Trecho do documento >>

···

Integração dos estados modificados de consciência (EMC) à realidade (*)

Jalmir Freire Brelaz de Castro

Culturalmente tendemos a acreditar que existe uma realidade objetiva independente de nós. Essa é a metafísica na qual se baseia o paradigma que norteia o pensamento ocidental, que por sua fez é baseado na física. É o que o físico Amit Goswami denominou de objetividade forte.

Tendemos ainda a acreditar que somente através do pensamento consciente podemos perceber “objetivamente” a dita realidade, e qualquer alteração dessa consciência implica em perda ou alteração do contato com a mesma.

No entanto, verifiquemos essas questões: 1) Será que percebemos realmente objetivamente, ou dependemos das nossas limitações de espécie – diferentes animais percebem de forma inteiramente diferente e de acordo com o aparelhamento sensorial do corpo, de história – o que nos influenciou ao longo da vida, da cultura, da idade, estados de atenção, e de inúmeros outros aspectos individuais e coletivos? 2) Há algum papel para a subjetividade naquilo que percebemos? A resposta a essas questões parece comprometer a relação ente objetividade forte e realidade.

···

Listagem de dados >>
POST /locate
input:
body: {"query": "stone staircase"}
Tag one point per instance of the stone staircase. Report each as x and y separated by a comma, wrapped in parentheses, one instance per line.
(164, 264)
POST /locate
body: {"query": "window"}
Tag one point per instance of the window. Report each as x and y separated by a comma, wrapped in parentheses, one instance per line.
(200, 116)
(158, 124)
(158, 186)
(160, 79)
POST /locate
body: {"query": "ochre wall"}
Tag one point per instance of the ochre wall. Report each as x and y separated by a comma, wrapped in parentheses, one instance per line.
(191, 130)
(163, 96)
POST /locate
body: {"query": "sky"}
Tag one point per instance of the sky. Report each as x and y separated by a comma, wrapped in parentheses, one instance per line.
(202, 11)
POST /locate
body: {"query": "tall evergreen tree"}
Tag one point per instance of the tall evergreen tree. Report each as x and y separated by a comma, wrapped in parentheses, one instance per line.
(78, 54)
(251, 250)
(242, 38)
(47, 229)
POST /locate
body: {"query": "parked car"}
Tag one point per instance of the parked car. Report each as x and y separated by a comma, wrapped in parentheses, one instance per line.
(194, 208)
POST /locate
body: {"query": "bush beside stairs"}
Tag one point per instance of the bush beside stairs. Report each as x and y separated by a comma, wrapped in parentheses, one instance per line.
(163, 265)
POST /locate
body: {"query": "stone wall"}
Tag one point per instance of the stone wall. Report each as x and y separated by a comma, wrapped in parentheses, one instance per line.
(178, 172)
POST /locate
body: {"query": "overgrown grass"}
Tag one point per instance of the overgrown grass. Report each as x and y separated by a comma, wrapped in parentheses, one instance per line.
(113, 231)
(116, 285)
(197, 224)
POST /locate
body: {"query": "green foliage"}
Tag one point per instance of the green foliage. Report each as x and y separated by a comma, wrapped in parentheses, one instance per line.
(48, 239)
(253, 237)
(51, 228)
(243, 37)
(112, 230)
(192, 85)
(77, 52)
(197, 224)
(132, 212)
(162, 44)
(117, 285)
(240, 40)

···

Descrição do exercício >> Transcreva, do texto sobre estados modificados de consciência, a passagem que vai de "Culturalmente tendemos a" até "com a mesma.".

Solução do problema >>
Culturalmente tendemos a acreditar que existe uma realidade objetiva independente de nós. Essa é a metafísica na qual se baseia o paradigma que norteia o pensamento ocidental, que por sua fez é baseado na física. É o que o físico Amit Goswami denominou de objetividade forte.

Tendemos ainda a acreditar que somente através do pensamento consciente podemos perceber “objetivamente” a dita realidade, e qualquer alteração dessa consciência implica em perda ou alteração do contato com a mesma.